§ PROBLEM
Copy each entry below exactly as it reads.

§ RECORDED DATA
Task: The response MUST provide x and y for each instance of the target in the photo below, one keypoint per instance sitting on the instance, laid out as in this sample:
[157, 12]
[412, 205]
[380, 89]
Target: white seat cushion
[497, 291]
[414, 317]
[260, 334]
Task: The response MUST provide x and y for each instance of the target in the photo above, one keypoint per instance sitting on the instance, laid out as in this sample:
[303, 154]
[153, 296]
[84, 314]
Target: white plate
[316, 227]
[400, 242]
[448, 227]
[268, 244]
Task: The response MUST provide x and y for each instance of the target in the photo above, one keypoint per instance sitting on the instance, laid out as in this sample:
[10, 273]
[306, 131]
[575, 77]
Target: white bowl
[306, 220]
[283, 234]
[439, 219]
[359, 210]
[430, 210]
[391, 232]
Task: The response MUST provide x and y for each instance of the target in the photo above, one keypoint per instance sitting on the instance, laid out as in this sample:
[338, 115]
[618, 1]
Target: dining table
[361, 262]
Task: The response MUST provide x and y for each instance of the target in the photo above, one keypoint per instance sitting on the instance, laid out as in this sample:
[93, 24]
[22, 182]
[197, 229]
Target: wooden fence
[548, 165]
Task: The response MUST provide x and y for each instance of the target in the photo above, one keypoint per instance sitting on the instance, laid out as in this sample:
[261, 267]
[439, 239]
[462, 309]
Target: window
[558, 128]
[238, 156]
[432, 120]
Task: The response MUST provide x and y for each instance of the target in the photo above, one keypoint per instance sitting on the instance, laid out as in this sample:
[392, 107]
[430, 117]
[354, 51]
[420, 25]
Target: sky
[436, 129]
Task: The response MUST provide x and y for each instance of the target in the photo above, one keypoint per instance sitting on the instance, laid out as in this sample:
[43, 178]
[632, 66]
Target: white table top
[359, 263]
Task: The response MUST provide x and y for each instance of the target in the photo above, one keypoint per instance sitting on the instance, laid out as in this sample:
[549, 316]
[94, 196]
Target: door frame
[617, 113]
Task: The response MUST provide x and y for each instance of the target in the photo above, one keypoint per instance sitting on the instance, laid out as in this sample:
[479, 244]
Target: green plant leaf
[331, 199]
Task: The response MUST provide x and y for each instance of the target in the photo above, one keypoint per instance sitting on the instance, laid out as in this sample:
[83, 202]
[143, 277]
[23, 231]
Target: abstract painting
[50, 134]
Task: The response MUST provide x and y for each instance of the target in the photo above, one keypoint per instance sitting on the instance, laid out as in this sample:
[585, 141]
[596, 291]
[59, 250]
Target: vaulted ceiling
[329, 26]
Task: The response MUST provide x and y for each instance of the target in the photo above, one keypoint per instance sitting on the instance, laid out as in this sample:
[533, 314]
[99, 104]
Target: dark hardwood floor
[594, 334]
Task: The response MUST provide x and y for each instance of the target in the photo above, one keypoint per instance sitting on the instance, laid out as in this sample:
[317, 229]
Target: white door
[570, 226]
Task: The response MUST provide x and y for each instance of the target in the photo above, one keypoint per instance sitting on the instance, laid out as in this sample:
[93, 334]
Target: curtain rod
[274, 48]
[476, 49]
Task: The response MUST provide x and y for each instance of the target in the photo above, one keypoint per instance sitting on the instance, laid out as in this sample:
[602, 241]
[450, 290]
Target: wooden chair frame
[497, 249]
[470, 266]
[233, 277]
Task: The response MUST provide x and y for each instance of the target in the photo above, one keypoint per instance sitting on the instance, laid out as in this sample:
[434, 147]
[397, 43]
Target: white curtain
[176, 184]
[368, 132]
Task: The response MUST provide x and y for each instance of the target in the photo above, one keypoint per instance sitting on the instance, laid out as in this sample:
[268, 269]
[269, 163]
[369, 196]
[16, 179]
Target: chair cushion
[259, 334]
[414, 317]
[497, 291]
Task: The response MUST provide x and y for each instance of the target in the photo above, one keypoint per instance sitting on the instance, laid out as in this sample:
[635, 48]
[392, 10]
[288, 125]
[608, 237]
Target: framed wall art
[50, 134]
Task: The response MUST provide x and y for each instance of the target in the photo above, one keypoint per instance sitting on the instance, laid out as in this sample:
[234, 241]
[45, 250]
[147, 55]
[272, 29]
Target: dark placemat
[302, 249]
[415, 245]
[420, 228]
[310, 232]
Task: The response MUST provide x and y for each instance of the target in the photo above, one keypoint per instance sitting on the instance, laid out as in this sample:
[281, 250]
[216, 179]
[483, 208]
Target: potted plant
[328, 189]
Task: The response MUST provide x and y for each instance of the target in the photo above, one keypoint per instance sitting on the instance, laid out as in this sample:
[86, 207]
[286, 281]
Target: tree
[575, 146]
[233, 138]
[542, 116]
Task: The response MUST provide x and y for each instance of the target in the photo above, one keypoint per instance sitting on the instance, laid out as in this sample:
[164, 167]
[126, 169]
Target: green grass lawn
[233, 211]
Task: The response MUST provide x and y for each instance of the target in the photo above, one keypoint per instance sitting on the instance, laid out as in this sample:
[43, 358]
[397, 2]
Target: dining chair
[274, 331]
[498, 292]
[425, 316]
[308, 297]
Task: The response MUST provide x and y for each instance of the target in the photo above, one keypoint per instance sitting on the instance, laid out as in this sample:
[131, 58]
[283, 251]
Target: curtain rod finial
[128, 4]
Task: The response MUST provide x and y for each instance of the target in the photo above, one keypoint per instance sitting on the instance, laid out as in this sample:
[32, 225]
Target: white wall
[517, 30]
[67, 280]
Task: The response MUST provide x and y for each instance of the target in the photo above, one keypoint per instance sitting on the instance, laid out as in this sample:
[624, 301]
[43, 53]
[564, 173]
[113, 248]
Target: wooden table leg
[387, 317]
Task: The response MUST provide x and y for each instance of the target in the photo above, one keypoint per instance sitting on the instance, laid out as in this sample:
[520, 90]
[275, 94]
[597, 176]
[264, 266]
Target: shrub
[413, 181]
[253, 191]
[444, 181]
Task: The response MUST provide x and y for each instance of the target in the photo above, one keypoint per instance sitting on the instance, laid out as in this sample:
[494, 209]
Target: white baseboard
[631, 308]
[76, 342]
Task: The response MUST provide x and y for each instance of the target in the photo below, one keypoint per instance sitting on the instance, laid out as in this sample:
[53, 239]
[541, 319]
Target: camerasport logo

§ SOLUTION TO THIS PROBLEM
Task: The response MUST provide x and y for each instance of the target in the photo below, one keypoint per instance sitting on the instance, laid out as in this sample:
[157, 12]
[412, 205]
[380, 89]
Target: white seat cushion
[497, 291]
[414, 317]
[260, 334]
Task: The response MUST provide x and y for each instance of the target in the photo above, one keypoint per instance sitting on the instance, laid out as in this sample:
[303, 154]
[153, 296]
[84, 314]
Target: white plate
[316, 227]
[400, 242]
[448, 227]
[268, 244]
Task: The response MUST provide x and y for each instance of the target in the photo above, one keypoint per instance sitting on the instance, laid out as in this sample:
[10, 273]
[306, 131]
[575, 77]
Target: white bowl
[306, 220]
[283, 234]
[439, 219]
[359, 210]
[430, 210]
[391, 232]
Task: The response MUST provide x and y for each instance of the target in the photo above, one keypoint per instance sitting on the instance, laid out as in this sample:
[338, 115]
[618, 1]
Target: dining table
[361, 262]
Task: The response MUST provide x and y for each instance of the target in the photo above, one keypoint per instance sitting on the instance, laid out as in this sample:
[93, 24]
[22, 182]
[197, 229]
Target: wooden fence
[548, 165]
Task: The response MUST provide x and y for each instance of the target in the photo above, one keypoint per instance sitting on the instance, laid out as in this sample:
[261, 267]
[439, 239]
[462, 309]
Target: window
[558, 128]
[238, 156]
[432, 120]
Task: The response MUST provide x and y for each instance of the target in the photo above, one keypoint per instance sitting on the instance, laid out as in this sample:
[392, 107]
[430, 117]
[354, 51]
[420, 25]
Target: sky
[436, 129]
Task: The response MUST provide x and y for each instance of the target in the photo above, one keypoint per instance sitting on the instance, laid out as in this sample:
[43, 178]
[632, 66]
Target: white table top
[359, 263]
Task: The response MUST provide x and y for each instance of the target in the photo above, one keypoint per instance sitting on the instance, laid out as in this sample:
[549, 316]
[94, 196]
Target: door frame
[617, 113]
Task: The response MUST provide x and y for each instance of the target in the photo above, one keypoint per instance sitting on the instance, laid out as in this sample:
[479, 244]
Target: green plant leaf
[331, 199]
Task: The response MUST provide x and y for each instance of the target in the photo above, one keypoint per instance sitting on the instance, laid out as in this sample:
[83, 202]
[143, 277]
[23, 231]
Target: abstract painting
[50, 134]
Task: The response MUST provide x and y for each instance of the target in the photo above, one keypoint per instance sitting on the instance, laid out as in this sample:
[585, 141]
[596, 291]
[59, 250]
Target: vaulted ceiling
[329, 26]
Task: The response MUST provide x and y for each instance of the target in the photo above, one keypoint per instance sitting on the instance, laid out as in this sample:
[533, 314]
[99, 104]
Target: dark hardwood floor
[594, 334]
Task: The response MUST provide x and y for each instance of the target in the photo above, one keypoint per instance sitting on the instance, laid out as in this sample:
[317, 229]
Target: white door
[570, 226]
Task: The response MUST provide x and y for each instance of the target in the photo above, one keypoint per instance sitting on the instance, laid out as in this sample:
[93, 334]
Target: curtain rod
[274, 48]
[476, 49]
Task: The response MUST provide x and y for each instance of the target in the photo above, one keypoint per instance sitting on the instance, laid out as in this sample:
[602, 241]
[450, 290]
Target: wooden chair frame
[497, 249]
[470, 266]
[233, 277]
Task: The response MUST provide x and y for each instance of the target in the photo above, one keypoint per instance sitting on the instance, laid out as in this sample:
[434, 147]
[397, 43]
Target: white curtain
[176, 184]
[368, 132]
Task: The response MUST provide x and y for each instance of the target in the photo above, one keypoint per instance sitting on the instance, laid out as in this sample:
[268, 269]
[269, 163]
[369, 196]
[16, 179]
Target: chair cushion
[259, 334]
[414, 317]
[497, 291]
Task: The response MUST provide x and y for each instance of the target in the photo above, one keypoint per instance sitting on the instance, laid out as in this sample:
[635, 48]
[392, 10]
[288, 125]
[608, 237]
Target: framed wall art
[50, 134]
Task: The response MUST provide x and y for each instance of the target in the photo above, one keypoint per instance sitting on the instance, laid out as in this sample:
[234, 241]
[45, 250]
[147, 55]
[272, 29]
Target: dark placemat
[302, 249]
[415, 245]
[420, 228]
[310, 232]
Task: The response MUST provide x and y for each instance of the target in the photo above, one keypoint per instance sitting on the instance, laid out as in this sample:
[281, 250]
[216, 179]
[483, 208]
Target: potted plant
[328, 189]
Task: The response MUST provide x and y for each instance of the target in the photo above, one keypoint per instance sitting on the instance, laid out as in this sample:
[86, 207]
[286, 281]
Target: tree
[575, 146]
[233, 138]
[542, 116]
Task: The response MUST provide x and y for each instance of the target in the photo above, one keypoint per instance sitting on the instance, laid out as in this sample:
[164, 167]
[126, 169]
Target: green grass lawn
[233, 211]
Task: The response MUST provide x and y for each instance of the target in the photo above, one keypoint per instance sitting on the instance, laid out as in this sample:
[43, 358]
[397, 2]
Target: dining chair
[274, 331]
[498, 292]
[425, 316]
[308, 297]
Task: The response MUST provide x and y for each instance of the target in the photo above, one keypoint per instance sitting on the instance, laid out as in this sample:
[131, 58]
[283, 251]
Target: curtain rod finial
[128, 4]
Task: The response MUST provide x and y for each instance of the target in the photo above, one keypoint per instance sitting on the instance, laid out as in this sample:
[32, 225]
Target: white wall
[517, 30]
[67, 280]
Task: The response MUST provide x and y for each instance of the target in the photo above, one keypoint per instance sitting on the instance, laid out as in this sample:
[624, 301]
[43, 53]
[564, 173]
[113, 248]
Target: wooden table leg
[387, 317]
Task: The response MUST provide x and y for each instance of the target in the photo above, one keypoint per instance sitting on the instance, laid out as in this sample:
[520, 90]
[275, 94]
[597, 176]
[264, 266]
Target: shrub
[413, 181]
[253, 191]
[444, 181]
Task: The response MUST provide x and y for each instance of the target in the photo above, one keypoint per instance sitting on the instance, laid out as in this sample:
[494, 209]
Target: white baseboard
[631, 308]
[76, 342]
Task: The response MUST provide x and y for each instance of the target in the photo below, one keypoint per instance sitting on the instance, laid out as in this sample:
[53, 239]
[541, 319]
Target: camerasport logo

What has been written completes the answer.